┌────────

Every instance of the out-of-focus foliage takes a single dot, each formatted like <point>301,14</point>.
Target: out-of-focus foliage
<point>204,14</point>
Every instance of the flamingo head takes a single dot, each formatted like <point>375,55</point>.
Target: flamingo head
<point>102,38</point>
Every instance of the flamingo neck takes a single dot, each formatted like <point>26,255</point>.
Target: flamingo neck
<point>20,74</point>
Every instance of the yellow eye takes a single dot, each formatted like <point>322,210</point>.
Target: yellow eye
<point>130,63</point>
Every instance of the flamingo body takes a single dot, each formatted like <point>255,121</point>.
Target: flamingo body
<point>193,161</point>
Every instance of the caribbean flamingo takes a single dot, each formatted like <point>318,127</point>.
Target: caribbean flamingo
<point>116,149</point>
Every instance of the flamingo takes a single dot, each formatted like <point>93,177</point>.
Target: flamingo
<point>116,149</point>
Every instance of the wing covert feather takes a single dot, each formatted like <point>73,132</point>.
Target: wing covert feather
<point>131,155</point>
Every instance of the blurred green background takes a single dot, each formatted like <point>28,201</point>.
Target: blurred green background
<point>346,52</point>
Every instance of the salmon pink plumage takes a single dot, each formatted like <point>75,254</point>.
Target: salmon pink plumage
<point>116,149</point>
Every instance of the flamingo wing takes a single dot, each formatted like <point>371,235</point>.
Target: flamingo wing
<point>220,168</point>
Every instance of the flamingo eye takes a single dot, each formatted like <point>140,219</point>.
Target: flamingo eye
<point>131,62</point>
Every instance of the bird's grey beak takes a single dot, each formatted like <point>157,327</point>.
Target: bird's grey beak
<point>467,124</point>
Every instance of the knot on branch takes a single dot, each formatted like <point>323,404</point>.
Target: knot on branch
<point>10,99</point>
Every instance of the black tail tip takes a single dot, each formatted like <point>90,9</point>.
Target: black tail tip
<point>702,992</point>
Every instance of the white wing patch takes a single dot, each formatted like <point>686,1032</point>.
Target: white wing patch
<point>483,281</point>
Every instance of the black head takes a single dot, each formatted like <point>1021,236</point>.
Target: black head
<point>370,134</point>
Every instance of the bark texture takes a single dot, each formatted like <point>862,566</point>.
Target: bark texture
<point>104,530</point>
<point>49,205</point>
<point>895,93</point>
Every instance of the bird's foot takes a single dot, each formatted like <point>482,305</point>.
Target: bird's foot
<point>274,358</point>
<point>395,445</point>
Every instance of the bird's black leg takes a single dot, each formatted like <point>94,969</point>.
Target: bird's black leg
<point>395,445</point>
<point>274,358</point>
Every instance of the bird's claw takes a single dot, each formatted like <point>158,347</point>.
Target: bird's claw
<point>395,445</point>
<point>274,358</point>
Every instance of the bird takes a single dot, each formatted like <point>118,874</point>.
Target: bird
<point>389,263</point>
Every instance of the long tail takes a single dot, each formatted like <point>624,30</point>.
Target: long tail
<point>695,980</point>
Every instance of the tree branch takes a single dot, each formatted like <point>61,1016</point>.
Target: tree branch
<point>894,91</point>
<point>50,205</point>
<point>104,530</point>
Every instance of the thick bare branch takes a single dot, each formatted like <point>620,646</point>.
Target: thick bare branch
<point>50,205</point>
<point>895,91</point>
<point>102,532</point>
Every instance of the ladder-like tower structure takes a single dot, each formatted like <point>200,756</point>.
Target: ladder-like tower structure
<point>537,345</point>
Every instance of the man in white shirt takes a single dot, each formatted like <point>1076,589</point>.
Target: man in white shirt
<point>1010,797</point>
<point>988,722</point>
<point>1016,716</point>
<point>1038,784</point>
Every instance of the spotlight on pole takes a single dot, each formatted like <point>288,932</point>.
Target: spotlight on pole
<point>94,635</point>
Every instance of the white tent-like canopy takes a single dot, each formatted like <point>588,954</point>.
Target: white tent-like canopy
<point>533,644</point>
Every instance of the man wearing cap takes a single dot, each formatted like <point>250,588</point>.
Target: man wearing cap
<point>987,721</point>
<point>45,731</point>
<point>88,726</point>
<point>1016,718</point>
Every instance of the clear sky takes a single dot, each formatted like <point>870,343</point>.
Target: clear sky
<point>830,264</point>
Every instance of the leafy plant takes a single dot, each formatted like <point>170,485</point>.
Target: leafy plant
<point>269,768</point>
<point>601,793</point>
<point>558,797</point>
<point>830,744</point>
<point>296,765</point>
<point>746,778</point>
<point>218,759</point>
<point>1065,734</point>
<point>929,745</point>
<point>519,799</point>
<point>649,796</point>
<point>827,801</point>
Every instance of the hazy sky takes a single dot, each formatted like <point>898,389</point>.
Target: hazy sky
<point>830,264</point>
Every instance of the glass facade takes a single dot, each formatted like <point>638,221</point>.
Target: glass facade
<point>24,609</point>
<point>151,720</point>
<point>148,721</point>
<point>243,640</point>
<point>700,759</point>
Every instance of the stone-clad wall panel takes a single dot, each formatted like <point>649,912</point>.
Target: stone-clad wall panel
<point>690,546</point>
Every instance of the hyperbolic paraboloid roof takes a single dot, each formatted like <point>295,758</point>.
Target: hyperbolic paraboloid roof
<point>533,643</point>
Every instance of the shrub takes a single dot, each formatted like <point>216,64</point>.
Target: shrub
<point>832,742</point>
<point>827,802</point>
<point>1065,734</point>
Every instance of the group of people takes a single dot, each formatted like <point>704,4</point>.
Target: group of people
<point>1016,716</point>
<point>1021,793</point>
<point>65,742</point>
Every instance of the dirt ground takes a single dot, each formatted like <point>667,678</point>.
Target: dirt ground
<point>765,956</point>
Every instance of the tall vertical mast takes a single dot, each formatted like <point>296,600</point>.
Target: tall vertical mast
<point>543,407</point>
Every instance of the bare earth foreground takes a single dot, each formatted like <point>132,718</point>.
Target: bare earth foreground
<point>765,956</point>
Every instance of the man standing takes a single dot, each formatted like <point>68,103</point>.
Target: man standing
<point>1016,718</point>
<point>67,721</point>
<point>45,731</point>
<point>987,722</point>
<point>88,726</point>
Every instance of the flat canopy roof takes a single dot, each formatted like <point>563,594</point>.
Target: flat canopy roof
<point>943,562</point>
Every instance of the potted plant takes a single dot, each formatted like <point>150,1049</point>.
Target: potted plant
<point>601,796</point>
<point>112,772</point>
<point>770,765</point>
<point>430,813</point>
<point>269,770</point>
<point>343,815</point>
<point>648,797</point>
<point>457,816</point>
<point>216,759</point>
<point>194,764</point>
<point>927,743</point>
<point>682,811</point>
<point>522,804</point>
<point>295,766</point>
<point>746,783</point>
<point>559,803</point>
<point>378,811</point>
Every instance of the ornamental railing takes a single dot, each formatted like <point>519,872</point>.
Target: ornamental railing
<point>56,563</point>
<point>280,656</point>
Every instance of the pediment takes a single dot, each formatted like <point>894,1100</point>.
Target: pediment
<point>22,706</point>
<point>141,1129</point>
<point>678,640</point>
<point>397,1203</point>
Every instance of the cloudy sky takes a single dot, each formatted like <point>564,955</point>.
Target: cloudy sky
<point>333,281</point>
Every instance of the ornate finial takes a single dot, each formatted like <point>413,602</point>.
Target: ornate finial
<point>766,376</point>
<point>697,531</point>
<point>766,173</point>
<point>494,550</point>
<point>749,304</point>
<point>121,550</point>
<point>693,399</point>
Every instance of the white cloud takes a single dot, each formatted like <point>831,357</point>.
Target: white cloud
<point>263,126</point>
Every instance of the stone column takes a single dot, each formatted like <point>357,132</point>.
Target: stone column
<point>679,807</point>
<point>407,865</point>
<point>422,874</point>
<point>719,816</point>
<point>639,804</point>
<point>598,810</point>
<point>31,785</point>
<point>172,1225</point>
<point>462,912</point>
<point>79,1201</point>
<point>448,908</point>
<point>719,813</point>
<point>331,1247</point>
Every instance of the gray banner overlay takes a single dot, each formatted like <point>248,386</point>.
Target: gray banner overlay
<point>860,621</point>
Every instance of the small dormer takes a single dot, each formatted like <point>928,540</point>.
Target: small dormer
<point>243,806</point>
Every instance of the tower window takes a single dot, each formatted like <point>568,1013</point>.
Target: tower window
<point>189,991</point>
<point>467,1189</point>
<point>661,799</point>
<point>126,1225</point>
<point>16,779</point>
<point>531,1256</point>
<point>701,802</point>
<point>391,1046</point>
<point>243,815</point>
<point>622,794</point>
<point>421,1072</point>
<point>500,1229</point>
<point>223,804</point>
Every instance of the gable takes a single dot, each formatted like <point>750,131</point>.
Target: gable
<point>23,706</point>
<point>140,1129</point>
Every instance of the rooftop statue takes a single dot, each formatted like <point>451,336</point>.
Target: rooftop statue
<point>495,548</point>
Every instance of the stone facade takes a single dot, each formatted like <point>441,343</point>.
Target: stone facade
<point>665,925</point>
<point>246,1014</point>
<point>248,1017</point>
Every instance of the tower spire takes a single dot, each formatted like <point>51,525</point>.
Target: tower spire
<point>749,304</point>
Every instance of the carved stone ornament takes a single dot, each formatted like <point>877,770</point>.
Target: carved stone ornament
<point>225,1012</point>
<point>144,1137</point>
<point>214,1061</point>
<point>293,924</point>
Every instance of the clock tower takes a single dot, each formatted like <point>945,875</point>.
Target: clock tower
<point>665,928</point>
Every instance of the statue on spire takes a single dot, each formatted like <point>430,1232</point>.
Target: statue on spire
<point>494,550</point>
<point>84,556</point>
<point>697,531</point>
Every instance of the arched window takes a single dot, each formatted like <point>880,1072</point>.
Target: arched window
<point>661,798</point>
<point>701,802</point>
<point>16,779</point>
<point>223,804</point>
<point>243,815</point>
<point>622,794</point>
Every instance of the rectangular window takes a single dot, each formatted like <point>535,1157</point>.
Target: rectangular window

└────────

What to do
Return, unchanged, each line from the line containing "Every instance of the gable" through the last line of the material.

Finished exercise
Every instance of the gable takes a single dot, each formatted like <point>750,131</point>.
Target: gable
<point>23,706</point>
<point>140,1129</point>
Every instance of the rooftop statue takes a single dot, each formatted like <point>451,336</point>.
Target: rooftop statue
<point>495,548</point>
Every instance of the stone facade takes a single dot, each formatted like <point>441,343</point>.
Target: stone facade
<point>665,925</point>
<point>246,1014</point>
<point>248,1017</point>
Every instance of the tower spire takes a single dot, each formatted like <point>51,525</point>.
Target: tower spire
<point>749,304</point>
Every instance of the carved stone ornament takes a single dot, each formatted like <point>877,770</point>.
Target: carved stone ornament
<point>225,1012</point>
<point>144,1137</point>
<point>214,1061</point>
<point>293,924</point>
Every instance of the clock tower takes a single dot, each formatted like <point>945,875</point>.
Target: clock tower
<point>665,928</point>
Every instance of the statue on spire takes a single dot, each formatted like <point>430,1232</point>.
Target: statue on spire
<point>494,550</point>
<point>84,556</point>
<point>697,531</point>
Every instance of the arched window takes a single dot, each formatted like <point>880,1072</point>.
Target: arched window
<point>661,798</point>
<point>701,802</point>
<point>16,779</point>
<point>223,804</point>
<point>243,815</point>
<point>622,794</point>
Every instance of the rectangular window takes a single dot, each formatted like <point>535,1157</point>.
Target: rectangular window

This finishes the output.